Free-text object descriptions:

┄┄┄┄┄┄┄┄┄┄┄┄┄┄┄┄┄┄┄┄

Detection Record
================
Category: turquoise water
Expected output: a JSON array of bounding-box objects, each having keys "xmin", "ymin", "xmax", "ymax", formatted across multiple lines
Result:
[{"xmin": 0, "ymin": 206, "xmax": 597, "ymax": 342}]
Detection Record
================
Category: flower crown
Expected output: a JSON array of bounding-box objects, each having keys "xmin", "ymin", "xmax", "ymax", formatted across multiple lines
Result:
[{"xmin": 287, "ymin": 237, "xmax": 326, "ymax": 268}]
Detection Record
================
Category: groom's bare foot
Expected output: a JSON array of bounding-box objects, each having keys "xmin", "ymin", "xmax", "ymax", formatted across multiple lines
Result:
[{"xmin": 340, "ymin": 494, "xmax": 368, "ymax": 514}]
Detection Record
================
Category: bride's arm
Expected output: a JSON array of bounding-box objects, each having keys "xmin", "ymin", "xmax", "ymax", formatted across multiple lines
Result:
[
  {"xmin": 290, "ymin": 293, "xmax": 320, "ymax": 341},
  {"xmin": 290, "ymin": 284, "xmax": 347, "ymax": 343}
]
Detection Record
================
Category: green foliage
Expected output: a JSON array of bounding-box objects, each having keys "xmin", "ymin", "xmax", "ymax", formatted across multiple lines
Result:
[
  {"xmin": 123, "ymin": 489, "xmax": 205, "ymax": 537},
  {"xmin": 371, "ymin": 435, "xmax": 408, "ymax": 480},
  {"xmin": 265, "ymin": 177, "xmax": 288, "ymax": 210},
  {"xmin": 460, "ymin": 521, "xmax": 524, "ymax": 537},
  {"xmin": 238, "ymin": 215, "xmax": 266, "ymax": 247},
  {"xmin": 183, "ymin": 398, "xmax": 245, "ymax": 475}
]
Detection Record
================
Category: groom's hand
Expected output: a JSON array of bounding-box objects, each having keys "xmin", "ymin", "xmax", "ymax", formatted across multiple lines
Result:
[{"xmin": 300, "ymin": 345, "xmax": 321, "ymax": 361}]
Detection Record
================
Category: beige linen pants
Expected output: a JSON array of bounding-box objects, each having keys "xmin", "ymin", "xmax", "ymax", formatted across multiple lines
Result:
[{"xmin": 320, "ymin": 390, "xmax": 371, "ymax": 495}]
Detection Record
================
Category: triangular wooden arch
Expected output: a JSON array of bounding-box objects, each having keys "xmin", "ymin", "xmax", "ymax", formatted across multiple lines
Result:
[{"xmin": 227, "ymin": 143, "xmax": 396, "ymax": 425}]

┄┄┄┄┄┄┄┄┄┄┄┄┄┄┄┄┄┄┄┄

Task item: Write each line above out exactly.

Answer to this task:
Detection Record
================
Category: turquoise water
Expected output: a JSON array of bounding-box objects, each having keys "xmin", "ymin", "xmax", "ymax", formatted across multiple lines
Result:
[{"xmin": 0, "ymin": 206, "xmax": 597, "ymax": 342}]
Detection Record
================
Category: flower crown
Expected output: a JSON array of bounding-box objects, each having keys "xmin", "ymin", "xmax", "ymax", formatted across multiple lines
Result:
[{"xmin": 287, "ymin": 237, "xmax": 326, "ymax": 268}]
Detection Record
================
Category: groom's bare foot
Expected output: a JSON array of bounding-box objects, each having keys "xmin", "ymin", "xmax", "ymax", formatted across multiple lines
Result:
[{"xmin": 340, "ymin": 494, "xmax": 368, "ymax": 514}]
Detection Record
================
Category: bride's arm
Expected output: a JSON array of bounding-box objects, each having keys "xmin", "ymin", "xmax", "ymax", formatted across multiple lines
Result:
[
  {"xmin": 290, "ymin": 293, "xmax": 320, "ymax": 341},
  {"xmin": 290, "ymin": 284, "xmax": 347, "ymax": 343}
]
Detection Record
================
Category: green foliage
Expected output: a JSON array of bounding-box objects, each having keys "xmin", "ymin", "xmax", "ymax", formatted across multiple lines
Result:
[
  {"xmin": 123, "ymin": 489, "xmax": 205, "ymax": 537},
  {"xmin": 371, "ymin": 435, "xmax": 408, "ymax": 480},
  {"xmin": 265, "ymin": 177, "xmax": 288, "ymax": 210},
  {"xmin": 460, "ymin": 521, "xmax": 524, "ymax": 537},
  {"xmin": 238, "ymin": 215, "xmax": 266, "ymax": 247},
  {"xmin": 183, "ymin": 398, "xmax": 245, "ymax": 475}
]
Detection Record
================
Category: groom's hand
Expected output: a JSON array of bounding-box objects, each having keys "xmin", "ymin", "xmax", "ymax", formatted across multiple lines
Result:
[{"xmin": 300, "ymin": 345, "xmax": 321, "ymax": 361}]
Detection Record
================
Category: beige linen pants
Expected output: a JSON array of bounding-box objects, each having keys "xmin", "ymin", "xmax", "ymax", formatted across multiple lines
Result:
[{"xmin": 320, "ymin": 390, "xmax": 371, "ymax": 495}]
Detection Record
================
Category: triangular wooden arch
Expected output: a JSON array of bounding-box objects, each having keys "xmin", "ymin", "xmax", "ymax", formatted across multiple lines
Result:
[{"xmin": 227, "ymin": 143, "xmax": 396, "ymax": 425}]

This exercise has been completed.